• _Exercise objective_
A faithful copy is needed. Set down all of the data below exactly.

(Extracted data entries)
====================

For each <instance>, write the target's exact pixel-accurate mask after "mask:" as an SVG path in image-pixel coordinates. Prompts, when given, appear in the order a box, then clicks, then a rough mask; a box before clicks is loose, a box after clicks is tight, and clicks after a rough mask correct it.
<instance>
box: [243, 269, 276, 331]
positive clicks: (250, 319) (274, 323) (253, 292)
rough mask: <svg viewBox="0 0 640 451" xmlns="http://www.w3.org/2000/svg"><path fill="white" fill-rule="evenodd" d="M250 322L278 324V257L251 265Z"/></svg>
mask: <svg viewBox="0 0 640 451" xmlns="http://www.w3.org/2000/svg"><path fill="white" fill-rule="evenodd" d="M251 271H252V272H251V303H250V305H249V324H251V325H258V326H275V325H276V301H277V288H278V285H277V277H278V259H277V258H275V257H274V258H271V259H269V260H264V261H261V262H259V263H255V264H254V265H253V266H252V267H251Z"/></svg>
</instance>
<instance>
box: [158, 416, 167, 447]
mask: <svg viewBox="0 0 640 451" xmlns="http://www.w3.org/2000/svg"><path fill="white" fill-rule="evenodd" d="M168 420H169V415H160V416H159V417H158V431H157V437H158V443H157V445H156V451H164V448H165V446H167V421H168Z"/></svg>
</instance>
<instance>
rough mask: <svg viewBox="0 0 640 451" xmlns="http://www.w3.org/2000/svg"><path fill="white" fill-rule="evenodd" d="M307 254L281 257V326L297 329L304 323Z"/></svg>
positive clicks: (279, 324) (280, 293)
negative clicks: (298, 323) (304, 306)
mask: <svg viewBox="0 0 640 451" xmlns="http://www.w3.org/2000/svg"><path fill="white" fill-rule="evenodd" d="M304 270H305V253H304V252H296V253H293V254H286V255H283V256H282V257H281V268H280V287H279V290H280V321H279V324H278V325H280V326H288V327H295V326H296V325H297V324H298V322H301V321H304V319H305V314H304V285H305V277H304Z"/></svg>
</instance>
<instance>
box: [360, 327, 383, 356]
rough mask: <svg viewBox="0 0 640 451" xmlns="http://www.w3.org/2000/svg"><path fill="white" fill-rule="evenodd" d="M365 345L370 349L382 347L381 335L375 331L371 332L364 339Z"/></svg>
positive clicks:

====================

• _Answer_
For each <instance>, write the target's exact pixel-accurate mask after "mask:" as an SVG path in image-pixel coordinates. Prompts, when given, appear in the order a box, then clicks, then a rough mask; a box before clicks is loose, a box after clicks is tight, and clicks after a rough mask correct it.
<instance>
box: [243, 269, 276, 331]
positive clicks: (250, 319) (274, 323) (253, 292)
rough mask: <svg viewBox="0 0 640 451" xmlns="http://www.w3.org/2000/svg"><path fill="white" fill-rule="evenodd" d="M250 322L278 324V257L251 265Z"/></svg>
mask: <svg viewBox="0 0 640 451" xmlns="http://www.w3.org/2000/svg"><path fill="white" fill-rule="evenodd" d="M251 271H252V272H251V303H250V305H249V324H251V325H258V326H275V325H276V301H277V288H278V285H277V277H278V259H277V258H275V257H274V258H271V259H269V260H264V261H261V262H259V263H255V264H254V265H253V266H252V267H251Z"/></svg>
</instance>
<instance>
box: [158, 416, 167, 447]
mask: <svg viewBox="0 0 640 451" xmlns="http://www.w3.org/2000/svg"><path fill="white" fill-rule="evenodd" d="M168 420H169V415H160V416H159V417H158V431H157V437H158V443H157V445H156V451H164V448H165V446H167V421H168Z"/></svg>
</instance>
<instance>
rough mask: <svg viewBox="0 0 640 451" xmlns="http://www.w3.org/2000/svg"><path fill="white" fill-rule="evenodd" d="M307 254L281 257V326L297 329L304 323Z"/></svg>
positive clicks: (279, 324) (280, 293)
negative clicks: (298, 323) (304, 306)
mask: <svg viewBox="0 0 640 451" xmlns="http://www.w3.org/2000/svg"><path fill="white" fill-rule="evenodd" d="M304 270H305V253H304V252H296V253H293V254H286V255H283V256H282V257H281V268H280V287H279V290H280V321H279V324H278V325H280V326H288V327H295V326H296V325H297V324H298V322H301V321H304V319H305V314H304V285H305V277H304Z"/></svg>
</instance>
<instance>
box: [360, 327, 383, 356]
rough mask: <svg viewBox="0 0 640 451" xmlns="http://www.w3.org/2000/svg"><path fill="white" fill-rule="evenodd" d="M365 345L370 349L382 347L381 335L375 331L371 332L364 339Z"/></svg>
positive clicks:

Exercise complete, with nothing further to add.